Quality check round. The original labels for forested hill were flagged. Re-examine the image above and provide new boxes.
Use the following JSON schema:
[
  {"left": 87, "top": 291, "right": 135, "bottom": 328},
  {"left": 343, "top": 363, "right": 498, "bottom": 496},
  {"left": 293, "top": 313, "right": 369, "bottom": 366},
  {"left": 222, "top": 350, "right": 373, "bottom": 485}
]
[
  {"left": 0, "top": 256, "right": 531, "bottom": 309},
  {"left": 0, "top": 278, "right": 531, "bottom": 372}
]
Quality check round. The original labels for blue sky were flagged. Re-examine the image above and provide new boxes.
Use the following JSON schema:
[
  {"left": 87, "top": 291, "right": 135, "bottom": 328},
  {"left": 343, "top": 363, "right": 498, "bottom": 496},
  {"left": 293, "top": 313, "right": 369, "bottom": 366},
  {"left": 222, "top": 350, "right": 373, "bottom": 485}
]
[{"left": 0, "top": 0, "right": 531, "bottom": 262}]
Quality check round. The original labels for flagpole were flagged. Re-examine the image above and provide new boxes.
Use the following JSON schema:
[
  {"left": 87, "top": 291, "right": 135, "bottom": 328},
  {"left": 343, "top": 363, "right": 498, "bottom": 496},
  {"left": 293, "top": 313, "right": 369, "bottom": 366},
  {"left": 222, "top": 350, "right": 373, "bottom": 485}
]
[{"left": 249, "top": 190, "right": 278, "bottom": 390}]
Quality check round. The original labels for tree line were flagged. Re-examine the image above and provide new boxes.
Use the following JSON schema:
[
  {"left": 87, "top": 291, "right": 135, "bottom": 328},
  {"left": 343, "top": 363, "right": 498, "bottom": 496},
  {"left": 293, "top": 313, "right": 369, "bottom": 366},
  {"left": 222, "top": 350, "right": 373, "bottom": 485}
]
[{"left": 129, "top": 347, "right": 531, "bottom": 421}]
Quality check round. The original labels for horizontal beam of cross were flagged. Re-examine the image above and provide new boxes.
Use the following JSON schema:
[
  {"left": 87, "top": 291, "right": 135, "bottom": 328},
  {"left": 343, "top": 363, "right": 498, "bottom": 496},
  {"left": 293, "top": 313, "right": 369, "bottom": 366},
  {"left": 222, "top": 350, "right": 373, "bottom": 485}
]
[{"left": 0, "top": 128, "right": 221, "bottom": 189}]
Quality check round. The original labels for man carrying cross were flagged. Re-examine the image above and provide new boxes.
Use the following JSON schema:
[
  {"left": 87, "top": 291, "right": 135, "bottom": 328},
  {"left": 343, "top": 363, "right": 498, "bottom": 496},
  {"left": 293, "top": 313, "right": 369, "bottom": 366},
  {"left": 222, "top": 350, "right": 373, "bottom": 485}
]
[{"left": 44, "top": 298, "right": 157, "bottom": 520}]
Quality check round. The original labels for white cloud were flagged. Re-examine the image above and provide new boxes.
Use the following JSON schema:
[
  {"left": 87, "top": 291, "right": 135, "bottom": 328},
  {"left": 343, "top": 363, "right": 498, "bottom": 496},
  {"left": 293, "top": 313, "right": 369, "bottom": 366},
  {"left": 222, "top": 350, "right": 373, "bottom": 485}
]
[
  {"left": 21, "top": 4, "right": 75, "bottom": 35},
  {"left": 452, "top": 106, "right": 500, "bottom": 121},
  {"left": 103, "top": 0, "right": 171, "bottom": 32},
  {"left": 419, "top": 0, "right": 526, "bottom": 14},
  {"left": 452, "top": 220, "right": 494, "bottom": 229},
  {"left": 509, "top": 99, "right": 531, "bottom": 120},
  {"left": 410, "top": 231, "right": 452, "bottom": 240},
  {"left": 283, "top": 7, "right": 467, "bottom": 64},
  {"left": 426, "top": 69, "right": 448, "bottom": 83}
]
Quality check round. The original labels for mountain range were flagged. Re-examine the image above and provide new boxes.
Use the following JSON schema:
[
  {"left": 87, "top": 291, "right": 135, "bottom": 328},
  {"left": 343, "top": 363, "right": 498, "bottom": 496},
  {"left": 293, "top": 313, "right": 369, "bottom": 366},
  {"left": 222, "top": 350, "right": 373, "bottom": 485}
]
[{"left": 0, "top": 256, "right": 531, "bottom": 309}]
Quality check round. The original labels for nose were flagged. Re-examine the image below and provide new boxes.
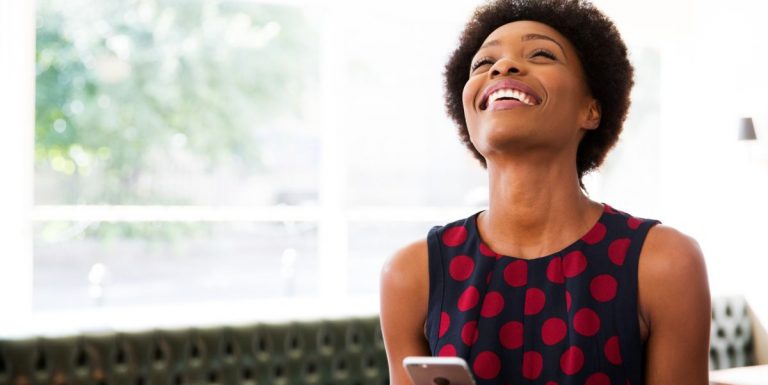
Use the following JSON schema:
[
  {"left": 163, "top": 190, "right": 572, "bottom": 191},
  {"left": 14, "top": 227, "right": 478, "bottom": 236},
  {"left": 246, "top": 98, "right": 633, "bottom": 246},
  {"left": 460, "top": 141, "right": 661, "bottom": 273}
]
[{"left": 489, "top": 59, "right": 522, "bottom": 77}]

## Your instructions:
Turn all the data above into a Markdown table with two columns, Row (a running number) and Line (one line of the data). Skip blank lines and leave out the pictures.

## Answer in full:
| Row | Line |
|---|---|
| 1 | Quality check round. The original labels for forested hill were flagged. Re-examine the image above and provide new boxes. |
| 2 | Use the following JSON schema: |
| 3 | [ |
| 4 |   {"left": 87, "top": 291, "right": 135, "bottom": 328}, |
| 5 |   {"left": 343, "top": 363, "right": 498, "bottom": 496}, |
| 6 |   {"left": 293, "top": 313, "right": 369, "bottom": 366}, |
| 7 |   {"left": 222, "top": 350, "right": 373, "bottom": 485} |
| 8 | ] |
| 9 | [ |
| 10 |   {"left": 0, "top": 256, "right": 531, "bottom": 309}, |
| 11 |   {"left": 0, "top": 278, "right": 531, "bottom": 372} |
| 12 | ] |
| 13 | Quality check round. The original labels for blue sky were flagged. Re-examine the image above and provide new boxes. |
| 14 | Use the following JSON schema: |
| 15 | [ |
| 16 |   {"left": 87, "top": 291, "right": 135, "bottom": 328}, |
| 17 |   {"left": 343, "top": 363, "right": 498, "bottom": 496}, |
| 18 |   {"left": 293, "top": 313, "right": 369, "bottom": 366}, |
| 19 |   {"left": 222, "top": 350, "right": 373, "bottom": 485} |
| 20 | ] |
| 21 | [{"left": 0, "top": 0, "right": 531, "bottom": 262}] |
| 22 | Quality check round. The original labels for flagpole were flagged. Re-examine the image above and provide new boxes. |
| 23 | Use the following JSON schema: |
| 24 | [ |
| 25 |   {"left": 87, "top": 291, "right": 135, "bottom": 328}, |
| 26 |   {"left": 343, "top": 363, "right": 498, "bottom": 496}, |
| 27 |   {"left": 293, "top": 313, "right": 369, "bottom": 366}, |
| 28 |   {"left": 222, "top": 350, "right": 373, "bottom": 485} |
| 29 | ] |
| 30 | [{"left": 249, "top": 190, "right": 278, "bottom": 390}] |
| 31 | Quality check round. The original labels for tree line were flagged. Re-examine the image above and provide new boxes. |
| 32 | Use the following JSON schema: |
| 33 | [ |
| 34 |   {"left": 87, "top": 291, "right": 135, "bottom": 328}, |
| 35 |   {"left": 343, "top": 363, "right": 498, "bottom": 496}, |
| 36 |   {"left": 293, "top": 313, "right": 369, "bottom": 366}, |
| 37 |   {"left": 222, "top": 350, "right": 373, "bottom": 485} |
| 38 | ] |
| 39 | [{"left": 129, "top": 347, "right": 531, "bottom": 421}] |
| 40 | Quality check round. The original labels for horizontal beam of cross were flagged. Re-examine the image above and provide new boxes. |
| 41 | Use the following JSON schema: |
| 42 | [ |
| 43 |   {"left": 87, "top": 291, "right": 135, "bottom": 328}, |
| 44 |   {"left": 343, "top": 363, "right": 498, "bottom": 496}, |
| 45 |   {"left": 293, "top": 313, "right": 369, "bottom": 366}, |
| 46 |   {"left": 222, "top": 350, "right": 373, "bottom": 485} |
| 47 | ] |
| 48 | [{"left": 0, "top": 128, "right": 221, "bottom": 189}] |
| 49 | Quality check round. The original labels for man carrying cross were flagged. Re-examine the image above and provide new boxes. |
| 50 | Use the following JSON schema: |
| 51 | [ |
| 52 |   {"left": 87, "top": 291, "right": 135, "bottom": 328}, |
| 53 |   {"left": 343, "top": 363, "right": 498, "bottom": 496}, |
| 54 |   {"left": 293, "top": 313, "right": 369, "bottom": 366}, |
| 55 |   {"left": 222, "top": 350, "right": 373, "bottom": 485} |
| 56 | ] |
| 57 | [{"left": 44, "top": 298, "right": 157, "bottom": 520}] |
| 58 | Quality check round. The original labels for white cloud were flagged. Re-examine the image above and provide new boxes. |
| 59 | Use the following JSON schema: |
| 60 | [ |
| 61 |   {"left": 87, "top": 291, "right": 135, "bottom": 328}, |
| 62 |   {"left": 343, "top": 363, "right": 498, "bottom": 496}, |
| 63 |   {"left": 293, "top": 313, "right": 369, "bottom": 366}, |
| 64 |   {"left": 222, "top": 350, "right": 373, "bottom": 485} |
| 65 | ] |
| 66 | [ |
| 67 |   {"left": 21, "top": 4, "right": 75, "bottom": 35}, |
| 68 |   {"left": 452, "top": 106, "right": 500, "bottom": 121}, |
| 69 |   {"left": 103, "top": 0, "right": 171, "bottom": 32}, |
| 70 |   {"left": 419, "top": 0, "right": 526, "bottom": 14}, |
| 71 |   {"left": 452, "top": 220, "right": 494, "bottom": 229}, |
| 72 |   {"left": 509, "top": 99, "right": 531, "bottom": 120}, |
| 73 |   {"left": 410, "top": 231, "right": 452, "bottom": 240}, |
| 74 |   {"left": 283, "top": 7, "right": 467, "bottom": 64}, |
| 75 |   {"left": 426, "top": 69, "right": 448, "bottom": 83} |
| 76 | ] |
| 77 | Quality check round. The original labels for mountain range were flagged. Re-examine the image above and provide new boxes. |
| 78 | Use the following JSON schema: |
| 79 | [ |
| 80 |   {"left": 87, "top": 291, "right": 135, "bottom": 328}, |
| 81 |   {"left": 343, "top": 363, "right": 498, "bottom": 496}, |
| 82 |   {"left": 293, "top": 313, "right": 369, "bottom": 366}, |
| 83 |   {"left": 222, "top": 350, "right": 373, "bottom": 485} |
| 84 | ] |
| 85 | [{"left": 0, "top": 256, "right": 531, "bottom": 309}] |
| 86 | Quality check round. The original labels for nose were flagged. Re-examine the image below and provide new boxes. |
| 87 | Use the following JSON schema: |
| 88 | [ |
| 89 |   {"left": 163, "top": 190, "right": 572, "bottom": 191}, |
| 90 |   {"left": 14, "top": 227, "right": 478, "bottom": 236}, |
| 91 |   {"left": 246, "top": 98, "right": 633, "bottom": 246}, |
| 92 |   {"left": 460, "top": 141, "right": 661, "bottom": 273} |
| 93 | ] |
| 94 | [{"left": 489, "top": 59, "right": 522, "bottom": 77}] |